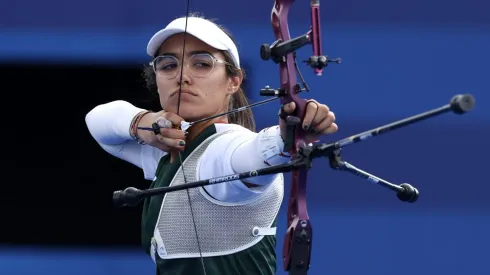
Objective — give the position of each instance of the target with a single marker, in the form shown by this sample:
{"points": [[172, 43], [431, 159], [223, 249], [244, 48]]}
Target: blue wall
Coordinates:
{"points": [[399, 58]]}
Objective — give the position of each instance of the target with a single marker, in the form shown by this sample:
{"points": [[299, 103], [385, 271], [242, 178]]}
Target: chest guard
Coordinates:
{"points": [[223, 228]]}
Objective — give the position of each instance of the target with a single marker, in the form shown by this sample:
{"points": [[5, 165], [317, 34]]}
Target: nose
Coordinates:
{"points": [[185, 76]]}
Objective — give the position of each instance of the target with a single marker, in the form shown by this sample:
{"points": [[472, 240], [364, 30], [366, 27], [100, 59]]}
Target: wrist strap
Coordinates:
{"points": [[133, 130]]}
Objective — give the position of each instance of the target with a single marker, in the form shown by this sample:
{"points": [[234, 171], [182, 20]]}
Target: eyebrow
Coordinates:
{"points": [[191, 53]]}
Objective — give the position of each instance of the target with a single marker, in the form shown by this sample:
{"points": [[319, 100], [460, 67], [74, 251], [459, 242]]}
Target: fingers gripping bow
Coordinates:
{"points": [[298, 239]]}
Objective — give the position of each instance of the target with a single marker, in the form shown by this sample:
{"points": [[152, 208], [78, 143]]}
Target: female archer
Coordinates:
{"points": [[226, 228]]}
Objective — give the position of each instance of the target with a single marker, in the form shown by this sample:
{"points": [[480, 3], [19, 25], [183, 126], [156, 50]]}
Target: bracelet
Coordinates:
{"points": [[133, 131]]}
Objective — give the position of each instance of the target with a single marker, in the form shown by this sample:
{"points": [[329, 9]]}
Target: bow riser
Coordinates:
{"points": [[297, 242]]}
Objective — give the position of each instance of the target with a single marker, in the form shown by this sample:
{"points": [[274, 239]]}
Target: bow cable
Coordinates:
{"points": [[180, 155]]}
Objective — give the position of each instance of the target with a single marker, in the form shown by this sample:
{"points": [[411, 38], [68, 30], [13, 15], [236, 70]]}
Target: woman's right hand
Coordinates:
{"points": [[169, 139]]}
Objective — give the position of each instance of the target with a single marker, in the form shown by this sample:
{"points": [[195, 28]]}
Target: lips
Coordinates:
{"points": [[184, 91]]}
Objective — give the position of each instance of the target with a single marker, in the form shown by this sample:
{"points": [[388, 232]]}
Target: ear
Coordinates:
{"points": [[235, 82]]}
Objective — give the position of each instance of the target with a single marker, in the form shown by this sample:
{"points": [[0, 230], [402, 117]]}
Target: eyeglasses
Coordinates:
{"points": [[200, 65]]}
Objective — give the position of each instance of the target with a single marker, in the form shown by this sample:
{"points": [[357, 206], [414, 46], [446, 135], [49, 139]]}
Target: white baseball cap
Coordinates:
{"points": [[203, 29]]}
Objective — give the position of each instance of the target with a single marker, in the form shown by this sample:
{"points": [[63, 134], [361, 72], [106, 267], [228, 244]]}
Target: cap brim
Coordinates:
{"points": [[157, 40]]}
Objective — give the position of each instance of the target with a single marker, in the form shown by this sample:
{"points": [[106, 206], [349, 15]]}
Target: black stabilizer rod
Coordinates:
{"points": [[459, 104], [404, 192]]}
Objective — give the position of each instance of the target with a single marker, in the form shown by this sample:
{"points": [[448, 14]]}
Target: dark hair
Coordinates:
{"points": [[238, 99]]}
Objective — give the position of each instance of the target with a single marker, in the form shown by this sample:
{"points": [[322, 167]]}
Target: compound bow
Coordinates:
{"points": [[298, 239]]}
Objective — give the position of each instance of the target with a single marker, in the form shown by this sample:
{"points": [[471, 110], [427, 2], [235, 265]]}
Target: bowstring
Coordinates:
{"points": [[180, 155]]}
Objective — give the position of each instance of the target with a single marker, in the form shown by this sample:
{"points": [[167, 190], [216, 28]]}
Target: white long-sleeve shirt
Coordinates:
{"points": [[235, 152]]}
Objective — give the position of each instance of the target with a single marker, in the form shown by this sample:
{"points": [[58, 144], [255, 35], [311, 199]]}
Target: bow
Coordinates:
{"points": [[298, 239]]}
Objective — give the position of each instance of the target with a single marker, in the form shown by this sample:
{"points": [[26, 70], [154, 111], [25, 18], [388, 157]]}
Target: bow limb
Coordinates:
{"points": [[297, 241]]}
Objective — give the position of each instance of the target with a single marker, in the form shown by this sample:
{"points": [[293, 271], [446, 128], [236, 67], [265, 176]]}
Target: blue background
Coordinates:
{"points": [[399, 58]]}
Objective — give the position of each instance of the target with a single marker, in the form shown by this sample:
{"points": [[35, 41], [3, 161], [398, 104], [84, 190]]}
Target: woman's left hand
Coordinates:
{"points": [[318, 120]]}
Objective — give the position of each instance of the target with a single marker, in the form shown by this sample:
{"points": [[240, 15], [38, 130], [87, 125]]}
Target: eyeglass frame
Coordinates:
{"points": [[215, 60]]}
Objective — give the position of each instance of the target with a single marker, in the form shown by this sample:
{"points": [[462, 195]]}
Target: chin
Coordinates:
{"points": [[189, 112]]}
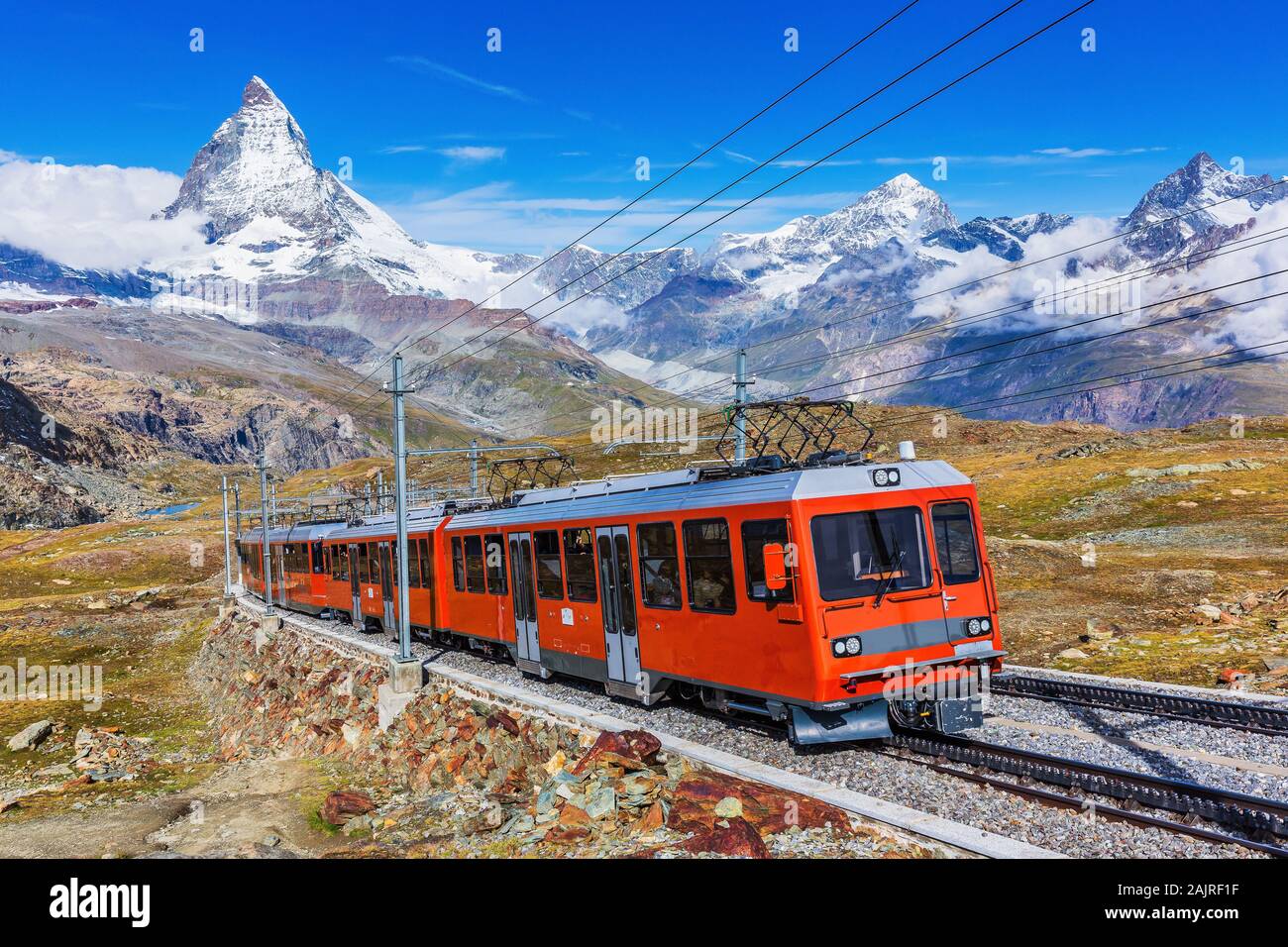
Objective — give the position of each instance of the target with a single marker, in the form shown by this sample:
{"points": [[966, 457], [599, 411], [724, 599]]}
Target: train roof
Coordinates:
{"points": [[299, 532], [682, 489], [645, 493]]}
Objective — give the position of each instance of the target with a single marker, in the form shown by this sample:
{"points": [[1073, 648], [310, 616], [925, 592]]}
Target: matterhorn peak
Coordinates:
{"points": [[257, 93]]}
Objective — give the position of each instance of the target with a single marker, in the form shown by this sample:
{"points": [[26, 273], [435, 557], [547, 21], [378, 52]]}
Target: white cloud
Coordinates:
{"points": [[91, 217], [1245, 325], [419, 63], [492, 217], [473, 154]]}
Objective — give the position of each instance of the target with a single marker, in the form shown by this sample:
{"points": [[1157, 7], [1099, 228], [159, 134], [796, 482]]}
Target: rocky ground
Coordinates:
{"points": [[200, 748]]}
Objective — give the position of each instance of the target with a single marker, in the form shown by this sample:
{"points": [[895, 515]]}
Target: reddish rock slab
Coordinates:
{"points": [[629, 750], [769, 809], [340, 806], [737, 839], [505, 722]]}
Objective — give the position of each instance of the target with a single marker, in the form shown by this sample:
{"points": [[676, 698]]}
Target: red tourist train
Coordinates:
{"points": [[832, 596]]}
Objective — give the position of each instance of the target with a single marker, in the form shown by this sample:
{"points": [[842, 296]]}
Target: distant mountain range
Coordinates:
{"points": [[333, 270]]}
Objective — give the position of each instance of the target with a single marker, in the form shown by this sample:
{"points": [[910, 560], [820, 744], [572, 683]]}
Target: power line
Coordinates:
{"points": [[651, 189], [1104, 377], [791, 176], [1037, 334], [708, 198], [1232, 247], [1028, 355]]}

****************

Work instruction: Word for word, restate the whole listing and drop the images.

Response box:
Objective — give the position of each instance of the target with a single marker, in the form shown by this sample:
{"points": [[172, 43], [431, 159], [223, 249], [244, 48]]}
Target: blue wall
Coordinates:
{"points": [[399, 58]]}
Objective — give the position of each instance of the target with a single marker, in the form shown by this sample:
{"points": [[299, 103], [385, 271], [242, 178]]}
Target: chest guard
Coordinates:
{"points": [[223, 228]]}
Objective — give the position of each instance of the target with a single marker, in the form shown by this sample:
{"points": [[5, 165], [317, 34]]}
Target: nose
Coordinates:
{"points": [[185, 76]]}
Objective — give the position of each instance of the target with a single marker, in the form shown by this sample:
{"points": [[472, 240], [364, 30], [366, 27], [100, 59]]}
Target: wrist strap
Coordinates:
{"points": [[133, 130]]}
Objective — give the position of each instance of the target with a single marker, in the form shown by this sample:
{"points": [[234, 171], [182, 20]]}
Target: eyebrow
Coordinates:
{"points": [[191, 53]]}
Objective — give the position of each instance of the target with a single marker, in the form shown by this sample:
{"points": [[319, 100], [460, 67], [74, 251], [459, 242]]}
Target: fingers gripping bow
Coordinates:
{"points": [[298, 239]]}
Objective — give the position of each instance of the target with a single marker, in the form shown by this sample:
{"points": [[152, 208], [78, 143]]}
Target: female archer
Coordinates:
{"points": [[226, 228]]}
Objective — give the position of each instance of the target with a single marker, in the form shown by this sample:
{"points": [[480, 3], [19, 25], [183, 126], [156, 50]]}
Target: bracelet
Coordinates:
{"points": [[133, 131]]}
Objective — give the position of each instance of the target with a single marker, in the form shown by this sample:
{"points": [[329, 9]]}
Target: bow riser
Coordinates:
{"points": [[297, 242]]}
Objective — give the position of each instance of the target with a single marker, in the form shown by this sample:
{"points": [[274, 239]]}
Target: bow cable
Coordinates:
{"points": [[180, 155]]}
Objective — give the position of each instance of the target with a single marker, in the form shown by this sample:
{"points": [[411, 38], [68, 30], [13, 15], [236, 70]]}
Target: woman's right hand
Coordinates:
{"points": [[169, 139]]}
Objective — give the position of each instance of the target with a single marker, in the form shown by this sample:
{"points": [[195, 28]]}
Target: lips
Coordinates:
{"points": [[184, 91]]}
Objective — give the position of each instance of the target with a single marker, in the form shown by this sample:
{"points": [[388, 232]]}
Target: ear
Coordinates:
{"points": [[235, 82]]}
Objective — give the position of each instance of the target with a single marker, in the form shown by this sample:
{"points": [[0, 230], [402, 117]]}
Target: eyeglasses
Coordinates:
{"points": [[200, 65]]}
Objective — give the position of each instance of the target with a single marker, in the form shown by this sample:
{"points": [[357, 206], [414, 46], [446, 135], [49, 139]]}
Target: white baseball cap
Coordinates:
{"points": [[203, 29]]}
Objective — give the position of each instance of the target with a single marker, in the form shown by this sample:
{"points": [[63, 134], [361, 72], [106, 267], [228, 244]]}
Target: cap brim
Coordinates:
{"points": [[157, 40]]}
Objective — give the position of each instance of the target with a single marker, in the form shown by this sample:
{"points": [[106, 206], [349, 15]]}
Target: black stabilizer rod
Coordinates:
{"points": [[459, 104], [404, 192]]}
Objective — give the position of each instance of the target with a single marker, in the form shown by this sample:
{"points": [[448, 14]]}
Target: dark hair
Coordinates:
{"points": [[238, 99]]}
Objective — give the position of each instance of the target with a single marker, in the form shown by this sample:
{"points": [[322, 167]]}
Target: compound bow
Coordinates:
{"points": [[298, 239]]}
Objective — give the position of each instance of the target with a single marker, in the form shown by this sample:
{"points": [[471, 110], [427, 2], [235, 265]]}
Target: bowstring
Coordinates:
{"points": [[180, 155]]}
Objective — give the position of each instance of the target with a single marker, in the form shown by this sample:
{"points": [[167, 190], [216, 28]]}
Target: white long-sleeve shirt
Coordinates:
{"points": [[235, 152]]}
Objective — give the position of each instance of the target with a single marker, in the form shown by this sample:
{"points": [[58, 144], [255, 35], [311, 199]]}
Target: bow
Coordinates:
{"points": [[298, 239]]}
Objective — give the position of each instance of the target with a single marker, in the form shown by this sample:
{"points": [[26, 70], [154, 111], [25, 18], [388, 157]]}
Target: bow limb
Coordinates:
{"points": [[297, 241]]}
Objective — give the position of each instance of the target with a single marker, in the form shown by this sample:
{"points": [[293, 271], [446, 128], [236, 67], [265, 176]]}
Target: blue background
Coordinates:
{"points": [[399, 58]]}
Objective — give the position of each instance of the target with a single marker, in the form shown by this sample:
{"points": [[35, 41], [3, 161], [398, 104], [84, 190]]}
Target: woman's left hand
Coordinates:
{"points": [[318, 120]]}
Objective — give the position of each instance of the target with a single marker, in the form shown by this sample:
{"points": [[240, 15], [38, 130], [87, 125]]}
Target: eyeglass frame
Coordinates:
{"points": [[215, 60]]}
Objective — give the position of each instance of the target with a single marker, in the form shown by this sample:
{"points": [[462, 195]]}
Target: chin
Coordinates:
{"points": [[189, 112]]}
Objective — give the position of each instance of the target with a single marker, in the form shown by this sample:
{"points": [[966, 457], [599, 411], [724, 599]]}
Target: train roof
Coordinates:
{"points": [[299, 532], [682, 489], [645, 493]]}
Objective — give the position of each instance of the target with a single marker, in the form shown by this sample:
{"points": [[1073, 648], [310, 616], [925, 592]]}
Target: matterhorn peak
Coordinates:
{"points": [[257, 93]]}
Objective — give the position of each instance of the target with a single marker, in the form shown by this sample:
{"points": [[26, 273], [435, 557], [547, 21], [378, 52]]}
Target: white cloud
Coordinates:
{"points": [[91, 217], [1245, 325], [419, 63], [492, 217], [473, 154]]}
Objective — give the position of each instance of the target with a single marker, in the form shown by this sample:
{"points": [[1157, 7], [1099, 228], [159, 134], [796, 482]]}
Target: rocky ground
Coordinates:
{"points": [[200, 748]]}
Objective — give the position of each instance of the target with a single marker, in the form shown by this sample:
{"points": [[895, 515]]}
Target: reddish rock slab
Coordinates:
{"points": [[629, 750], [769, 809], [340, 806], [737, 839], [505, 722]]}
Objective — give the position of each instance of the target with a single marker, in the form shown by this sample:
{"points": [[676, 698]]}
Target: red tourist train
Coordinates:
{"points": [[832, 596]]}
Objective — give the position of each instance of the target with a single marker, in the form shown by this sample:
{"points": [[842, 296]]}
Target: distant mountain range
Coordinates:
{"points": [[333, 270]]}
Objective — give the position of each instance of the target with a single marker, in the form shown by this sample:
{"points": [[910, 560], [820, 744], [572, 683]]}
Target: power line
Coordinates:
{"points": [[651, 189], [1104, 377], [791, 176], [1037, 334], [708, 198], [1232, 247], [1028, 355]]}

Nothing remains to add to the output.